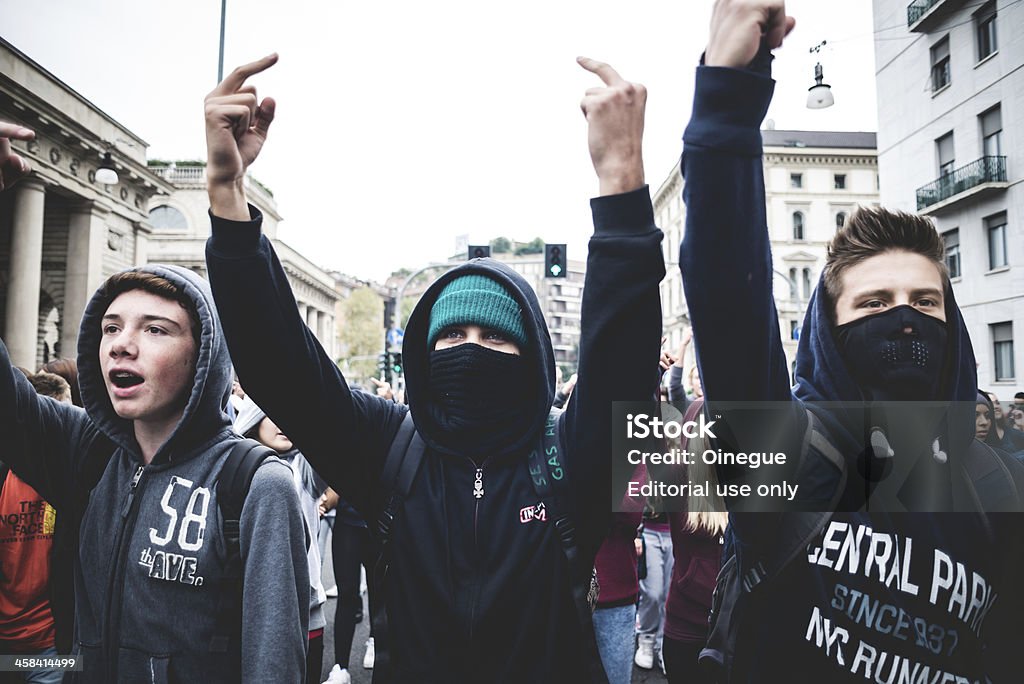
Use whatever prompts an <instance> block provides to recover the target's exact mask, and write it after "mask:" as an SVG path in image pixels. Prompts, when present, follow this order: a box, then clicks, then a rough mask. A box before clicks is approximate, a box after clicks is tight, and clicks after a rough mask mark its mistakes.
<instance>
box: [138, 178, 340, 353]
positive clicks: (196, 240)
mask: <svg viewBox="0 0 1024 684" xmlns="http://www.w3.org/2000/svg"><path fill="white" fill-rule="evenodd" d="M150 171H151V172H153V173H155V174H156V175H158V176H160V177H161V178H163V179H164V180H165V181H168V182H169V183H170V184H171V185H172V186H173V188H174V189H173V191H172V193H171V194H170V195H169V196H167V197H162V198H159V199H155V200H154V201H153V202H152V203H151V209H150V214H148V222H150V225H151V226H152V227H151V230H152V233H151V234H152V240H151V242H150V253H148V257H150V258H148V260H150V261H154V262H160V263H170V264H176V265H178V266H183V267H185V268H189V269H191V270H194V271H196V272H197V273H199V274H201V275H203V276H204V277H205V276H206V240H207V238H209V237H210V217H209V215H208V212H209V209H210V201H209V200H208V199H207V194H206V165H205V164H204V163H202V162H163V161H152V162H150ZM245 182H246V197H247V198H248V199H249V202H250V203H251V204H252V205H253V206H255V207H256V208H257V209H259V210H260V212H262V214H263V232H264V234H266V237H267V238H268V239H269V240H270V242H271V244H272V245H273V249H274V251H275V252H276V253H278V258H279V259H280V260H281V265H282V266H283V267H284V268H285V273H286V274H287V275H288V281H289V284H290V285H291V286H292V293H293V294H294V295H295V300H296V302H297V303H298V305H299V314H300V315H301V316H302V319H303V320H305V322H306V326H308V327H309V330H311V331H312V332H313V335H315V336H316V339H317V340H319V343H321V345H322V346H323V347H324V350H325V351H327V353H328V354H329V355H330V356H331V358H334V359H337V357H338V330H337V326H336V325H335V316H336V306H337V304H338V301H339V299H340V297H341V295H340V294H339V293H338V291H337V290H336V289H335V280H334V277H333V276H331V275H330V274H329V273H328V272H327V271H325V270H324V269H322V268H319V267H318V266H316V265H315V264H313V263H312V262H311V261H309V260H308V259H307V258H305V257H304V256H302V255H301V254H299V253H298V252H297V251H295V250H294V249H292V248H291V247H290V246H289V245H288V244H287V243H285V242H283V241H282V240H280V239H279V238H278V224H279V223H280V222H281V220H282V218H281V214H280V213H279V212H278V205H276V203H275V202H274V200H273V195H272V194H271V193H270V190H269V189H268V188H267V187H266V186H264V185H263V184H262V183H260V182H259V181H257V180H256V179H254V178H253V177H252V176H246V181H245Z"/></svg>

..........

* [ABOUT THIS EXERCISE]
Only a number is wanted here. How many lines in the material contain "instance"?

* [RESPONSE AREA]
2